# [THE REQUEST]
Can you revise the entries from the line containing "In this picture, where can the cardboard texture" through the end of the entries, swapping "tow hitch" for "trailer hitch" and leaving everything else as it is?

-- begin --

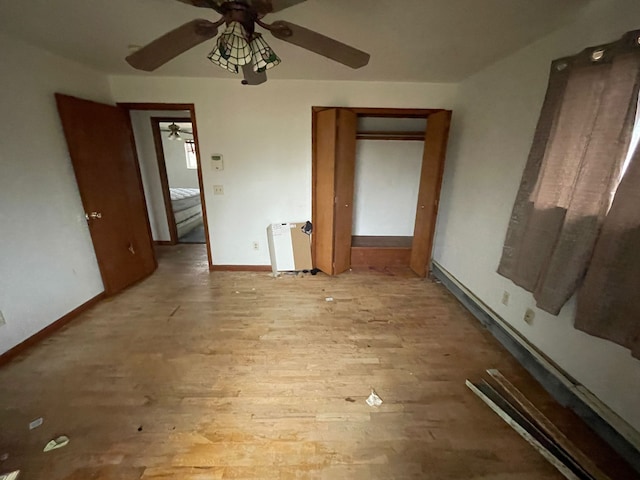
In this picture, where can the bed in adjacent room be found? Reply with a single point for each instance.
(187, 209)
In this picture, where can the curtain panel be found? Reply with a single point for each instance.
(609, 300)
(574, 166)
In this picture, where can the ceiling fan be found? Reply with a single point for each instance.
(175, 131)
(240, 47)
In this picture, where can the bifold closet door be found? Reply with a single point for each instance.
(334, 185)
(435, 149)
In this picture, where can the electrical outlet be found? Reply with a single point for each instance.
(505, 298)
(529, 315)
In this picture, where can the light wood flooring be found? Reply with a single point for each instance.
(200, 376)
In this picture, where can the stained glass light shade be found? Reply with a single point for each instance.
(264, 57)
(233, 45)
(233, 50)
(217, 58)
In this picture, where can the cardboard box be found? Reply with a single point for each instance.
(289, 247)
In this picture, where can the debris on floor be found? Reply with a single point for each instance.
(374, 400)
(58, 442)
(511, 405)
(36, 423)
(10, 475)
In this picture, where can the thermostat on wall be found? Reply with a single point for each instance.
(218, 163)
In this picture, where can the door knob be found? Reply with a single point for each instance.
(93, 215)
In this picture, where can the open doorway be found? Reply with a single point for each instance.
(178, 168)
(166, 164)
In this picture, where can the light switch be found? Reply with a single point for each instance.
(218, 162)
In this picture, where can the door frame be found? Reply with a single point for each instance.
(190, 107)
(379, 113)
(164, 177)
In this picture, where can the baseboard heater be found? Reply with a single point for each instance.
(614, 430)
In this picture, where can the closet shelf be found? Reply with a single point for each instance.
(380, 135)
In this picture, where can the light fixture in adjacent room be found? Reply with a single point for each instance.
(175, 132)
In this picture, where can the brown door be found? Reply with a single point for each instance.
(102, 152)
(435, 149)
(335, 171)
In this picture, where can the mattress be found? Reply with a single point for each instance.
(184, 198)
(187, 213)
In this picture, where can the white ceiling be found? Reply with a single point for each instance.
(409, 40)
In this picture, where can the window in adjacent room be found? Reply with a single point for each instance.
(190, 153)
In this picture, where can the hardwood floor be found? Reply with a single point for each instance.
(231, 375)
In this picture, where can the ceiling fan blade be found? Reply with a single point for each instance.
(251, 77)
(172, 44)
(270, 6)
(215, 4)
(317, 43)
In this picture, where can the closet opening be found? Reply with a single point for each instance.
(376, 183)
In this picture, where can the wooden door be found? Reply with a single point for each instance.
(102, 152)
(435, 148)
(333, 190)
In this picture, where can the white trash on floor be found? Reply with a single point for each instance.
(374, 400)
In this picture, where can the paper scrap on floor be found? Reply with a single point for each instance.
(374, 400)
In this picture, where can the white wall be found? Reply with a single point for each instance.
(386, 187)
(146, 149)
(175, 158)
(47, 263)
(493, 124)
(264, 134)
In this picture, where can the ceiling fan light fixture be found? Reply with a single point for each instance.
(263, 55)
(175, 132)
(219, 60)
(233, 45)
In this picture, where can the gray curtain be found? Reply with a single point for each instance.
(609, 300)
(574, 166)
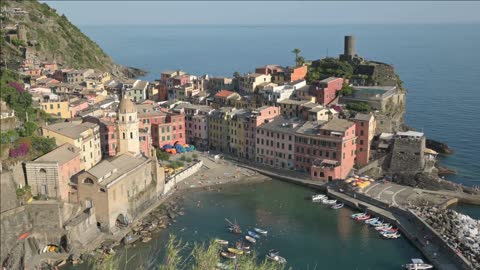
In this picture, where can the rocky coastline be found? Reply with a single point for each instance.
(460, 231)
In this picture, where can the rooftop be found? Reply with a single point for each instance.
(109, 170)
(69, 129)
(61, 154)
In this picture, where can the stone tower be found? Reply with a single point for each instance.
(127, 127)
(22, 32)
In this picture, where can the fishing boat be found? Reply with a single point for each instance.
(250, 239)
(254, 235)
(274, 256)
(329, 202)
(260, 231)
(228, 255)
(235, 251)
(417, 264)
(358, 215)
(337, 206)
(369, 221)
(362, 218)
(221, 241)
(318, 197)
(234, 227)
(383, 228)
(222, 266)
(390, 235)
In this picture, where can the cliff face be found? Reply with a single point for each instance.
(34, 30)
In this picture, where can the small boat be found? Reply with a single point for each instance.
(358, 215)
(362, 218)
(228, 255)
(417, 264)
(222, 266)
(318, 197)
(235, 251)
(274, 256)
(260, 231)
(250, 239)
(221, 241)
(254, 235)
(383, 228)
(337, 206)
(369, 221)
(390, 235)
(330, 202)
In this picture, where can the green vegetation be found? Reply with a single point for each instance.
(359, 107)
(329, 67)
(201, 256)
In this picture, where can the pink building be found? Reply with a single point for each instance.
(108, 131)
(77, 106)
(327, 89)
(365, 129)
(326, 149)
(171, 130)
(275, 141)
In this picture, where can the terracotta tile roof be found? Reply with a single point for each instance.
(224, 93)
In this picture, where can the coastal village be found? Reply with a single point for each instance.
(123, 146)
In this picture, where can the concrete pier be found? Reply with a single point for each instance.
(411, 226)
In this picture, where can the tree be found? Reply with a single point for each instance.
(297, 52)
(359, 107)
(43, 145)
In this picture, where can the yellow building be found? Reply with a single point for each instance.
(85, 136)
(57, 108)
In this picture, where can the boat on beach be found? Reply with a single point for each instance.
(228, 255)
(417, 264)
(337, 206)
(254, 235)
(235, 251)
(250, 239)
(221, 241)
(329, 202)
(318, 197)
(260, 231)
(362, 218)
(358, 215)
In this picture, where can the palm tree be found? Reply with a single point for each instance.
(296, 52)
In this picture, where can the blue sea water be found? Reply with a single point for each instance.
(439, 64)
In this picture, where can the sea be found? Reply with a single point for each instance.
(439, 64)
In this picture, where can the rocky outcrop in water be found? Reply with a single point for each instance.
(459, 231)
(439, 147)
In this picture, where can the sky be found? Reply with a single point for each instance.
(265, 12)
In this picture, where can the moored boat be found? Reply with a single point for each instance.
(228, 255)
(330, 202)
(337, 206)
(235, 251)
(221, 241)
(274, 256)
(260, 231)
(417, 264)
(250, 239)
(254, 235)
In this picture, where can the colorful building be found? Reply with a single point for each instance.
(327, 89)
(365, 131)
(275, 142)
(326, 150)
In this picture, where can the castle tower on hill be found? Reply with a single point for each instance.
(127, 126)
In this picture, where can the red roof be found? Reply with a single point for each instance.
(224, 93)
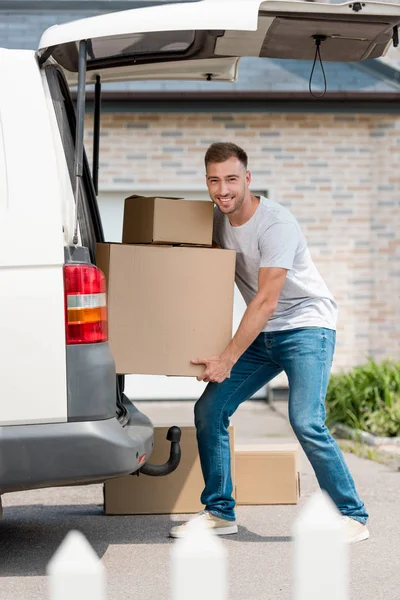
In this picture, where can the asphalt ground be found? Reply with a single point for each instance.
(135, 550)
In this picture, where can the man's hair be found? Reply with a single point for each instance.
(222, 151)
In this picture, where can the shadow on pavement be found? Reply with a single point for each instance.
(31, 534)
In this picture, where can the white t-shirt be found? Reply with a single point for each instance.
(273, 238)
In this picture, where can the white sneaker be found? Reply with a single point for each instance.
(219, 526)
(354, 530)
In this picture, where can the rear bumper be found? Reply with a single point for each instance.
(47, 455)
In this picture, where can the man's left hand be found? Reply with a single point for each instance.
(217, 368)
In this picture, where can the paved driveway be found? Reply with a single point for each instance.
(135, 550)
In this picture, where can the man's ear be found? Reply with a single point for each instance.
(248, 178)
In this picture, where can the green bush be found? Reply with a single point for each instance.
(366, 398)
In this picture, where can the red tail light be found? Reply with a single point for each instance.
(85, 304)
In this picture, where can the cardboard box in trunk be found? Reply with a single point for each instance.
(167, 306)
(267, 474)
(176, 493)
(167, 221)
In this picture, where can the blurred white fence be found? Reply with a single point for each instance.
(199, 561)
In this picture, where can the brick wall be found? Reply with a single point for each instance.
(338, 174)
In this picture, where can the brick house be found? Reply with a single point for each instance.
(333, 162)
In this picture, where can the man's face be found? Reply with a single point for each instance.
(227, 184)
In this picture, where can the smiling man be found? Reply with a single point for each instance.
(289, 325)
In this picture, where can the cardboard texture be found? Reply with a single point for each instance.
(167, 305)
(176, 493)
(167, 221)
(267, 474)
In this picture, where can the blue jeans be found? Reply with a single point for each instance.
(305, 354)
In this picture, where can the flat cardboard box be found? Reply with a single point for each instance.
(167, 305)
(267, 474)
(167, 221)
(176, 493)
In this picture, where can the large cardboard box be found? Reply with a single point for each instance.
(176, 493)
(267, 474)
(167, 221)
(167, 305)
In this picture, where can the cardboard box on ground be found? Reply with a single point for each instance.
(260, 475)
(167, 304)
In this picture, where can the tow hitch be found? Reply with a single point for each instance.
(173, 436)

-- end --

# [COMPLETE OUTPUT]
In this picture, where can the cardboard texture be found? Reply with a single point for each instance.
(167, 305)
(176, 493)
(167, 221)
(267, 474)
In this picture, where can the blue jeans be found? Reply with a single point for each instance.
(305, 354)
In this picture, where can the flat cardboard box be found? Reply with a single point for each instance.
(167, 305)
(267, 474)
(167, 221)
(176, 493)
In this picture, where can the large cardboard box be found? Reply with a single point for each instance.
(176, 493)
(267, 474)
(167, 221)
(167, 305)
In this picture, where can the cardboard box on ground be found? Reply with a single point for each instance.
(260, 475)
(167, 304)
In this picture, where can the trailer hitch be found? Reply with a single point for each instance.
(173, 436)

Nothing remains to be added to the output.